* [Consigne]
Transformez les entrées ci-dessous en un CSV à deux colonnes, « texte » et « réponse », avec une ligne par entrée : son texte et sa réponse, chacun dans un seul champ entre guillemets, les sauts de ligne remplacés par des espaces. Laissez les images de côté, s'il vous plaît.

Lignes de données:

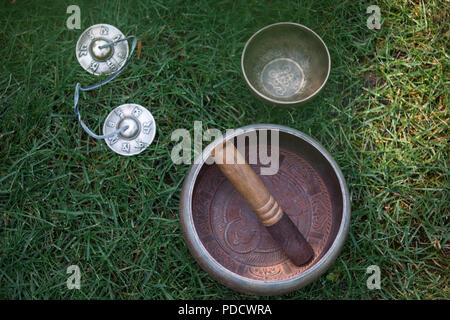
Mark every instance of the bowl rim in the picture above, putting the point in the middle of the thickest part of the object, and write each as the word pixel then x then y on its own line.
pixel 234 280
pixel 281 102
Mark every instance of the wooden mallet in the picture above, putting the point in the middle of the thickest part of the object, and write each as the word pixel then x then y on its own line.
pixel 252 189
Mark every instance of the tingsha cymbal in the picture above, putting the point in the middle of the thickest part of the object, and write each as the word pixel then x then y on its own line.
pixel 95 52
pixel 139 134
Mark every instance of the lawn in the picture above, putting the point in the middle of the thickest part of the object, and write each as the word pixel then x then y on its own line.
pixel 66 198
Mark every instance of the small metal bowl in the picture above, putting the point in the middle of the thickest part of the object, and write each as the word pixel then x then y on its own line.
pixel 285 64
pixel 229 242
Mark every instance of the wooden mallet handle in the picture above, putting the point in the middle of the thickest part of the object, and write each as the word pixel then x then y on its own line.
pixel 252 189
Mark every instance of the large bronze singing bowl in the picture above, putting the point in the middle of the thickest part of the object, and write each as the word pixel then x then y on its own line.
pixel 232 245
pixel 285 64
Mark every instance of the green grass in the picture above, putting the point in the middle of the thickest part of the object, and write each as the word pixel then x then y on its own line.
pixel 67 199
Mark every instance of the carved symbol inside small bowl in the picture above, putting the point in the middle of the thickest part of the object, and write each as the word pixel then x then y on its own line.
pixel 282 77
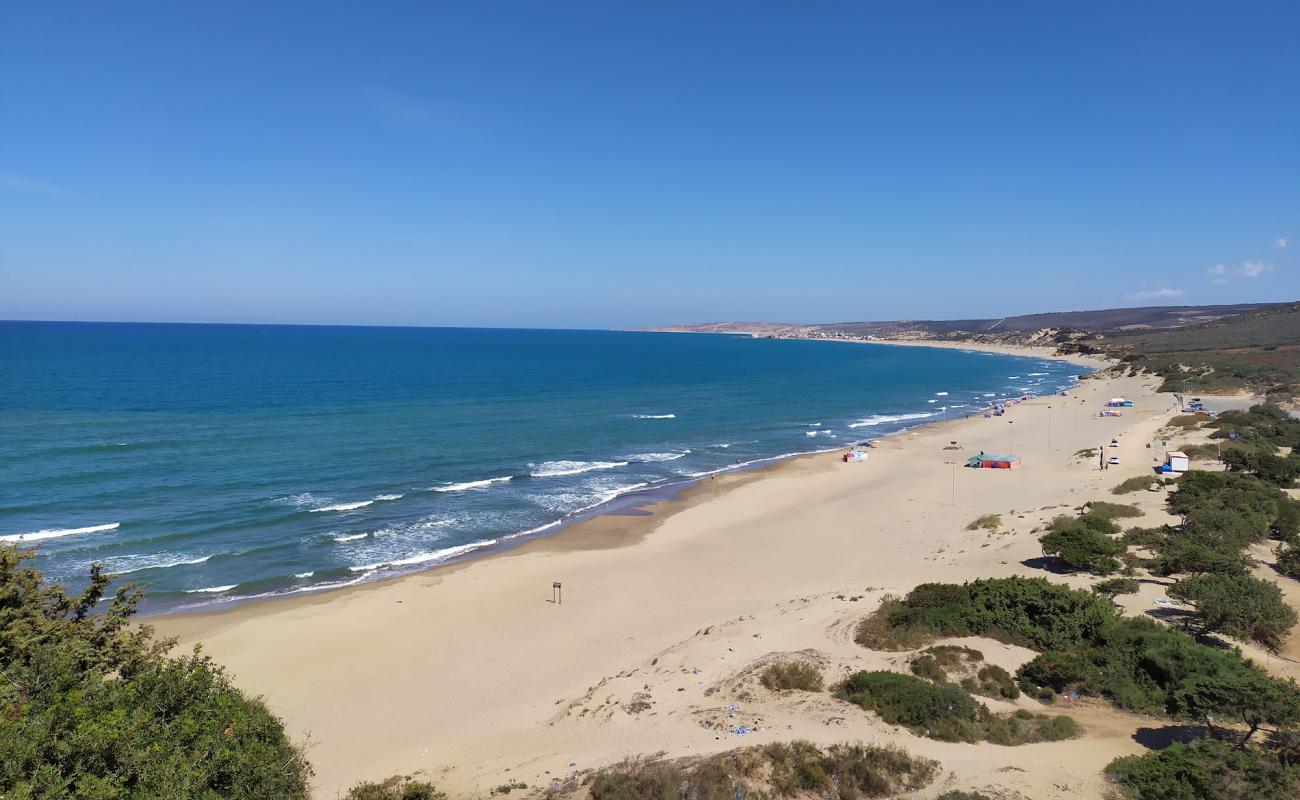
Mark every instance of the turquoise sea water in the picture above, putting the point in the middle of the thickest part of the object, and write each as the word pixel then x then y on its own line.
pixel 224 462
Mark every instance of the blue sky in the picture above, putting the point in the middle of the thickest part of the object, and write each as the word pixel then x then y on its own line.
pixel 618 164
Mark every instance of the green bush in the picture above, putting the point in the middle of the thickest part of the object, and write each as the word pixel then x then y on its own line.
pixel 1018 610
pixel 1116 587
pixel 948 713
pixel 788 675
pixel 1288 560
pixel 1139 665
pixel 940 710
pixel 992 680
pixel 399 787
pixel 988 522
pixel 95 708
pixel 1238 605
pixel 1082 546
pixel 780 770
pixel 1205 770
pixel 1135 484
pixel 1101 509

* [Résultat]
texte,réponse
"Mark every instance of the bowl rim in the picture above, putting the point in the middle of the thickest part of the object, and write each as the word pixel then x then y on its own line.","pixel 234 280 pixel 281 102"
"Mark every instance of the wooden mallet in the picture above, putting the point in the middle of the thickest part of the object, and write each as the word pixel then x then y on its own line.","pixel 252 189"
"Mark every instance of the tingsha cymbal in the picture above, putting the point in the middle of the thickest part of the object, and write each as the word pixel then x then y on its own line.","pixel 95 52 pixel 139 134"
"Mark every instance of the lawn in the picture above, putting the point in the middle of the thickest part of the object, and write each as the word pixel then x then y on its own line.","pixel 66 198"
"Mark every instance of the small metal bowl in the picture above, putting the point in the middle of the thickest part of the object, and write each as the word pixel then x then y on its own line.","pixel 285 64 pixel 229 242"
"Mark every instance of the wooden mallet handle in the picture above, putting the point in the middle of the thickest part of the object, and write each as the word pixel then x then y on its own line.","pixel 252 189"
"Mark every instance of the large bronze singing bowl in the picture above, putting the point in the middle of the thickest part of the object, and write each as the word pixel then x then y on its own line.","pixel 232 245 pixel 285 64"
"Mark every instance of the green grass in the picture above, putting the point in the middle of the thickest part of the object, and write each as the word pixel then x then y on its own line.","pixel 67 199"
"Mark every instance of the carved symbol inside small bowl in the picture above, putting the point in the middle of the thickest part of the object, and write each as the word pixel then x then y on its own line.","pixel 282 77"
"Mark every instance of the turquoise sea water in the picture above, putting the point in the middle of the thickest part of the object, and write each as the word pixel then x then y on its own line.","pixel 224 462"
"Mark every instance of the blue sky in the picture above, putting the point in the middle of the thickest part of the object, and write each as the word pixel then x then y on its own line.","pixel 618 164"
"Mark every instance of the green bush in the picture above, putting the point in the middle of the thickest part of the object, and write each as the word pixel then x then y on its own line.","pixel 1018 610 pixel 1116 587 pixel 948 713 pixel 788 675 pixel 1288 560 pixel 1139 665 pixel 940 710 pixel 992 680 pixel 399 787 pixel 988 522 pixel 95 708 pixel 1238 605 pixel 1082 546 pixel 780 770 pixel 1205 770 pixel 1135 484 pixel 1101 509"